*Aufgaben*.
1. Wie viele Gene analysiert der DNA-Test von Nutrigenes laut dem Artikel über Gentests zum Abnehmen?
2. Gib bitte den Abschnitt aus dem Artikel über Gentests zum Abnehmen wörtlich wieder, beginnend bei „Laut David Fäh“ und endend bei „Diät zu fragen.“.
3. Führe den Artikel über Gentests zum Abnehmen nach seinem letzten Satz weiter.

Eine Diät, «die auf Ihre Gene abgestimmt ist, ist Ihre ideale Diät»: So wirbt das Internetportal Nutrigenes.ch für seinen DNA-Test. Er soll den Kunden helfen, effizient abzunehmen. Der Test analysiert 30 Gene, die den Stoffwechsel beeinflussen. Kunden schicken eine Speichelprobe ein, und nach drei bis acht Wochen bekommen sie einen 140-seitigen Report. Darin sind alle Lebensmittel aufgelistet, die man meiden sollte. Nutrigenes verkauft den Gentest auf seinem Portal für 499 Franken.
Fachleute raten vom Test ab. Laut Caroline Henggeler vom Zentrum für kardiovaskuläre Genetik in Schlieren ZH gibt es noch viel mehr Genabschnitte, die entscheiden, wie der Körper Nährstoffe verarbeitet. Und David Fäh, Arzt und Ernährungswissenschafter an der Fachhochschule Bern, sagt: «Mit dem heutigen Wissen ist es nicht möglich, Gene zu entschlüsseln, die Übergewicht fördern.» Es gebe keine Studien, die den Nutzen solcher Tests bewiesen. Im Gegenteil: Nach einer Genanalyse essen Abnehmwillige nicht gesünder als solche, die sich etwa auf Tipps eines Ernährungscoachs stützten. Das zeigte im Jahr 2017 eine europaweite Untersuchung der Ernährungsphysiologin Hannelore Daniel von der Technischen Universität München mit 1600 Teilnehmern. Das Fachblatt «International Journal of Epidemiology» veröffentlichte die Studie.
Laut David Fäh steigt mit dem Verzicht auf gewisse Lebensmittel sogar das Risiko, eine Essstörung zu entwickeln: DNA-Tests zum Abnehmen seien daher «Augenwischerei.» Fäh empfiehlt, stattdessen bei einer Ernährungsberaterin nach einer individuellen Diät zu fragen.

*Quellenmaterial*.
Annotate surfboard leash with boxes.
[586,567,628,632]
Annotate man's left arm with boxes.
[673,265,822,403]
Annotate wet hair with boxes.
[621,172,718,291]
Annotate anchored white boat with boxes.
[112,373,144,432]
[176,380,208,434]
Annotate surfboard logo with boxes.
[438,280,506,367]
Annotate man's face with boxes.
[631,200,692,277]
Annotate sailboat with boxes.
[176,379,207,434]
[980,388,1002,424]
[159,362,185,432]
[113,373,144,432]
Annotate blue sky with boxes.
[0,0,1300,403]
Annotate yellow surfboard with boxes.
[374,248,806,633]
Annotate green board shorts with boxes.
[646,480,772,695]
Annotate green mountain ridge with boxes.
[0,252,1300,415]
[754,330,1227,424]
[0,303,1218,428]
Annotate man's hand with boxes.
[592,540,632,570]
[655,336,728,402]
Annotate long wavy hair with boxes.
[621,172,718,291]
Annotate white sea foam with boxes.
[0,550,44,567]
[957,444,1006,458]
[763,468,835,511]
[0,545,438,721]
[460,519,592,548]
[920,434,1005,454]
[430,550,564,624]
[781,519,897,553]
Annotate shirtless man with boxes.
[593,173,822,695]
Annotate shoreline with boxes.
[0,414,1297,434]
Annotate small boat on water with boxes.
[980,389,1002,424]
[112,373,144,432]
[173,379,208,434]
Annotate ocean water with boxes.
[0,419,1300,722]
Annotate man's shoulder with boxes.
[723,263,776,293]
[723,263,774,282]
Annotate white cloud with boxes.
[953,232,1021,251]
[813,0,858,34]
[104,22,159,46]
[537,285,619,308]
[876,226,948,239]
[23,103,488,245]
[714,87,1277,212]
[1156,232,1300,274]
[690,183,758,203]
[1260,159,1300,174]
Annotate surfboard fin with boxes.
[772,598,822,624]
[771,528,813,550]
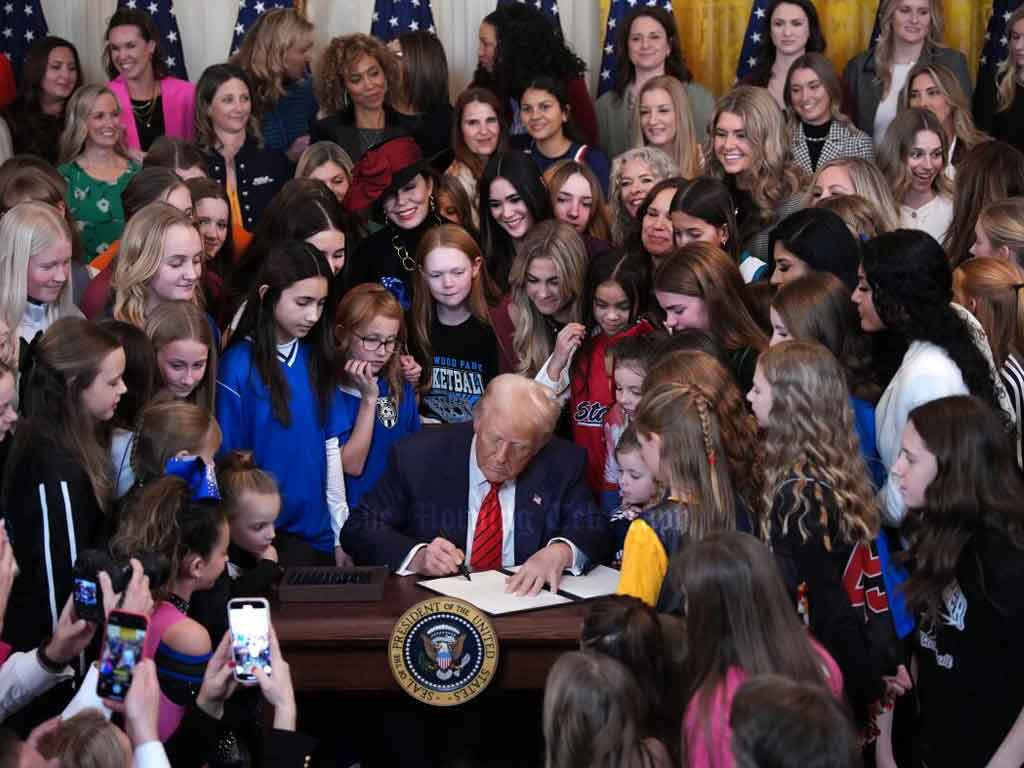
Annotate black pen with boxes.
[440,528,473,582]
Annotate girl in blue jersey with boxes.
[217,240,347,562]
[335,283,423,507]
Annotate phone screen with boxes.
[96,613,145,701]
[227,603,270,682]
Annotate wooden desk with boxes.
[271,577,585,691]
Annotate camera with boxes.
[74,549,170,624]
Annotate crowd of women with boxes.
[0,0,1024,768]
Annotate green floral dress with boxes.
[57,160,141,261]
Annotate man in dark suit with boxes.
[340,374,611,594]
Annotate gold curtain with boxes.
[601,0,992,94]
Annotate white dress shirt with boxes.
[395,435,587,575]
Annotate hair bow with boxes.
[164,456,220,502]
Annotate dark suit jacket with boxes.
[339,423,611,569]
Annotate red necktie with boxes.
[469,483,502,570]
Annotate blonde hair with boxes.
[995,5,1024,112]
[874,0,946,100]
[634,384,736,541]
[295,141,352,181]
[57,84,131,164]
[334,283,407,408]
[509,219,587,376]
[111,201,199,328]
[758,341,881,552]
[978,198,1024,263]
[313,33,401,115]
[879,106,953,203]
[802,158,899,232]
[608,146,679,246]
[705,85,806,224]
[0,203,78,333]
[230,8,313,114]
[953,257,1024,368]
[39,708,132,768]
[143,301,217,413]
[631,75,700,178]
[544,160,611,240]
[412,224,490,382]
[899,63,988,150]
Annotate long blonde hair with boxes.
[509,219,587,376]
[111,201,199,328]
[995,5,1024,112]
[879,106,953,202]
[634,384,736,540]
[0,203,78,333]
[953,257,1024,368]
[412,224,490,382]
[899,63,988,150]
[758,341,881,551]
[631,75,700,178]
[57,84,131,164]
[230,8,313,114]
[703,85,806,224]
[874,0,945,100]
[978,198,1024,266]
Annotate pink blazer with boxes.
[106,75,196,150]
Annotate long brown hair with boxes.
[410,224,490,382]
[758,341,881,551]
[654,243,768,351]
[4,317,121,510]
[903,395,1024,622]
[678,531,825,754]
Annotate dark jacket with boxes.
[207,136,292,231]
[843,45,973,136]
[340,423,611,570]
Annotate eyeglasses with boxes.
[353,334,400,352]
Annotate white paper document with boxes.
[419,570,572,616]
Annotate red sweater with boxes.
[569,321,653,496]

*Lösungen*.
1. 30 Gene.

2.
Laut David Fäh steigt mit dem Verzicht auf gewisse Lebensmittel sogar das Risiko, eine Essstörung zu entwickeln: DNA-Tests zum Abnehmen seien daher «Augenwischerei.» Fäh empfiehlt, stattdessen bei einer Ernährungsberaterin nach einer individuellen Diät zu fragen.

3.
Kunden sollen «ihren Körper kennenlernen»
Hinter Nutrigenes.ch steht die Firma Nutri-Genetica Research AG mit Sitz in Feusisberg SZ. Laut eigenen Angaben führt das Unternehmen pro Jahr weltweit 3000 solche Tests durch. Die Proben schickt die Firma an ein Labor in England. Die Geschäftsführerin ist die gebürtige Brasilianerin Viviane Da Silva Anastacio. Sie schreibt auf Anfrage des Gesundheitstipp, sie analysiere alle Daten am Computer selber. Sie rate Kunden, die Resultate des Reports mit einer Ernährungsberaterin zu besprechen. Sie wolle den Leuten helfen, «ihren Körper kennenzulernen und sich gesund zu ernähren». Es gebe «40000 Studien», die einen Zusammenhang zwischen Genen und Übergewicht belegen würden. Sie räumt allerdings ein, dass beim Abnehmen Bewegung, Schlafgewohnheiten und Stress eine grössere Rolle spielen als Gene.